Problem to work on:
Give the listing again in full, exactly as it appears.

Supplied information:
↓

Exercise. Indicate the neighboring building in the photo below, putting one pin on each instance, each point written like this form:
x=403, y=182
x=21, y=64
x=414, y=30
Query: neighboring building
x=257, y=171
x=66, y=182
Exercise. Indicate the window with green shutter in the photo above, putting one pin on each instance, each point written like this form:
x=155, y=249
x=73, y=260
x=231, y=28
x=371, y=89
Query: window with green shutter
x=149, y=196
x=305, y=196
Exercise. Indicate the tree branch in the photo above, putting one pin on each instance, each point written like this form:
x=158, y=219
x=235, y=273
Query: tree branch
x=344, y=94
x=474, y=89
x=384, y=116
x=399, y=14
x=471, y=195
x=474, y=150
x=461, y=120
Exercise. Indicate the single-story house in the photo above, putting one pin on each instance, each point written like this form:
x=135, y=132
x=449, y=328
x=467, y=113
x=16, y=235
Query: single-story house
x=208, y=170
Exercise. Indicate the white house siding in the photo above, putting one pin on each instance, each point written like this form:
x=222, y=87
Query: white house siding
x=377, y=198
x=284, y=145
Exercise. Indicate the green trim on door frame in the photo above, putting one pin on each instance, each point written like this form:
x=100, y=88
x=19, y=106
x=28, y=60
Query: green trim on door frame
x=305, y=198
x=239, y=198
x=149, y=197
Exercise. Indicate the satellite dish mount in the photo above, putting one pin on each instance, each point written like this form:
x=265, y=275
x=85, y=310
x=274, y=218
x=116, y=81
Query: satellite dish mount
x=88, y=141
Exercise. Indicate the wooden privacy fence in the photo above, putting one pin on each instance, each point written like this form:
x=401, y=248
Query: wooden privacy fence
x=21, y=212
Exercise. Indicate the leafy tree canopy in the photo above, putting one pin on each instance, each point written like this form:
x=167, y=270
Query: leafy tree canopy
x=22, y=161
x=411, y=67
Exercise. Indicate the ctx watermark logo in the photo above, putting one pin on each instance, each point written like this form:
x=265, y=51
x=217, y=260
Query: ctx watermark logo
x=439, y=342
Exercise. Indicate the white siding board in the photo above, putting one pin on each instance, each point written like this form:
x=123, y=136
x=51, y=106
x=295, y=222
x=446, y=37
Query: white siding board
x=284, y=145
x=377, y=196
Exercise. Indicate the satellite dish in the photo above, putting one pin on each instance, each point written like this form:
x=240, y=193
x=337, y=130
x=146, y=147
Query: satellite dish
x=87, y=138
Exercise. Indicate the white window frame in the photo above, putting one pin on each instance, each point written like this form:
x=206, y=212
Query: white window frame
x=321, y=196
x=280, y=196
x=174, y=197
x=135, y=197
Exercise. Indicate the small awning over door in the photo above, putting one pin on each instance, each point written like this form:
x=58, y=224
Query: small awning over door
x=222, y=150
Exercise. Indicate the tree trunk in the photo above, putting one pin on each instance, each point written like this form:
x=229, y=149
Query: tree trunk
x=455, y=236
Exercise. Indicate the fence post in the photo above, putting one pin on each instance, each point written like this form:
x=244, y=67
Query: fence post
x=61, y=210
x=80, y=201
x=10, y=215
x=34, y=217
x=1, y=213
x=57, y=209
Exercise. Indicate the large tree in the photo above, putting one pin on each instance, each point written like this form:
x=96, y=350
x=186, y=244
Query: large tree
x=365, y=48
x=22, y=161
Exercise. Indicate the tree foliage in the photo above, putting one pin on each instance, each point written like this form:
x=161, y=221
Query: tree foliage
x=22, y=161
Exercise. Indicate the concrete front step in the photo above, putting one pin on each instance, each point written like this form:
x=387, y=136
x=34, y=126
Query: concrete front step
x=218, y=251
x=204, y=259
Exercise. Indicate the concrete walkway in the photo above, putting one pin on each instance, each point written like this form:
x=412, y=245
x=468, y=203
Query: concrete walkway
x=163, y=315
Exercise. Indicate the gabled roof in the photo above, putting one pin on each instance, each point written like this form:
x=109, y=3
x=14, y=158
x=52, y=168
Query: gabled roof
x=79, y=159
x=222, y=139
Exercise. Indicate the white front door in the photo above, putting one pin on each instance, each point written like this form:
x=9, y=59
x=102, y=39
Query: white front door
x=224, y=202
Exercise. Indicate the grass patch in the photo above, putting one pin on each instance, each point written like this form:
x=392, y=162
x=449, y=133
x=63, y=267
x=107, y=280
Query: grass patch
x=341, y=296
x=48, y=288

↑

Solution to the problem:
Exercise. Indicate the neighboring building in the photo below, putting one pin on each instance, each point written like this form:
x=403, y=182
x=21, y=64
x=414, y=30
Query: neighboring building
x=257, y=171
x=66, y=182
Exercise. Indicate the window with green shutter in the photo above, putting one pin on each instance, each point written like this form:
x=155, y=249
x=73, y=260
x=231, y=28
x=371, y=89
Query: window with green shutter
x=149, y=196
x=305, y=196
Exercise. Indicate the tree branch in the photo above, putting one pin on each instance, each point written like this form:
x=158, y=219
x=235, y=273
Query: tree branch
x=344, y=94
x=474, y=89
x=384, y=116
x=399, y=14
x=471, y=195
x=474, y=150
x=461, y=120
Exercise. Indicate the single-story house in the photo above, putting one pin on each instance, each point written like this form:
x=135, y=132
x=449, y=328
x=467, y=113
x=16, y=235
Query: single-story house
x=208, y=170
Exercise. Indicate the white house siding in the photo above, putting one pin on each instance, each point written like this form:
x=222, y=87
Query: white house siding
x=377, y=198
x=284, y=145
Exercise. Indicate the green trim on door frame in the photo above, putting one pin on each instance, each point written like this form:
x=100, y=88
x=19, y=106
x=28, y=60
Query: green trim on door frame
x=305, y=198
x=239, y=198
x=149, y=197
Exercise. Indicate the satellite dish mount in the photo above, putting one pin on each instance, each point written like this form:
x=265, y=275
x=85, y=310
x=274, y=218
x=116, y=81
Query: satellite dish mount
x=88, y=141
Exercise. Indicate the wooden privacy fence in the photo above, putting one pin on each instance, each point written like this form:
x=401, y=248
Query: wooden privacy fence
x=21, y=212
Exercise. Indicate the leafy tree canopy in the photo above, putting one pin on each instance, each point written like this form:
x=167, y=270
Query: leafy tree canopy
x=22, y=161
x=411, y=67
Exercise. Indicate the ctx watermark logo in the photo above, putting one pin on each instance, each point written like this form:
x=265, y=51
x=217, y=260
Query: ctx watermark logo
x=439, y=342
Exercise. Indicate the white siding board in the photo above, putting one pin on each instance, each point written like this form:
x=123, y=136
x=51, y=106
x=295, y=222
x=446, y=37
Query: white siding board
x=284, y=145
x=377, y=196
Exercise. Indicate the satellite dish in the photo above, putting one pin on each instance, each point written like this form:
x=240, y=193
x=337, y=130
x=146, y=147
Query: satellite dish
x=87, y=138
Exercise. Indicate the white window frame in the photo above, putting one pin on each instance, each point written like this form:
x=206, y=212
Query: white window frame
x=321, y=196
x=280, y=196
x=174, y=197
x=135, y=197
Exercise. Indicate the small awning over door in the photo above, putting one pin on each instance, each point written like this form:
x=58, y=224
Query: small awning over door
x=222, y=150
Exercise. Indicate the tree trunk in the photo above, putting one pin on each instance, each point written like this form:
x=229, y=149
Query: tree trunk
x=455, y=236
Exercise. Indicate the fence post in the photo above, putting one pin on each instance, each point written like this form:
x=244, y=67
Query: fence post
x=61, y=210
x=80, y=201
x=10, y=215
x=34, y=217
x=1, y=213
x=57, y=209
Exercise. Indicate the large tree in the photo above, putting one pin on each instance, each point written like this form:
x=96, y=350
x=186, y=244
Query: large tree
x=365, y=48
x=22, y=161
Exercise. Indicate the tree foliage in the photo above, putting one pin on each instance, each point written like this form:
x=161, y=221
Query: tree foliage
x=22, y=161
Exercise. Indicate the concrete front step in the photo above, putting one pin on each instance, each point written like this form:
x=387, y=136
x=34, y=126
Query: concrete front step
x=218, y=251
x=204, y=259
Exercise. Indicate the concrete walkway in the photo above, putting one pin on each instance, each point written like this form:
x=412, y=245
x=468, y=203
Query: concrete walkway
x=163, y=315
Exercise. Indicate the gabled roof in the photo above, putting one pin on each instance, each point written like this form:
x=109, y=3
x=14, y=158
x=52, y=168
Query: gabled roof
x=79, y=159
x=222, y=139
Exercise. Indicate the white front door in the photo above, putting one pin on each instance, each point written like this form:
x=9, y=59
x=102, y=39
Query: white front door
x=224, y=202
Exercise. Indicate the grass patch in the photo above, putting one pin on each instance, each point written like this form:
x=392, y=162
x=449, y=133
x=63, y=267
x=107, y=280
Query: grass patch
x=341, y=296
x=48, y=288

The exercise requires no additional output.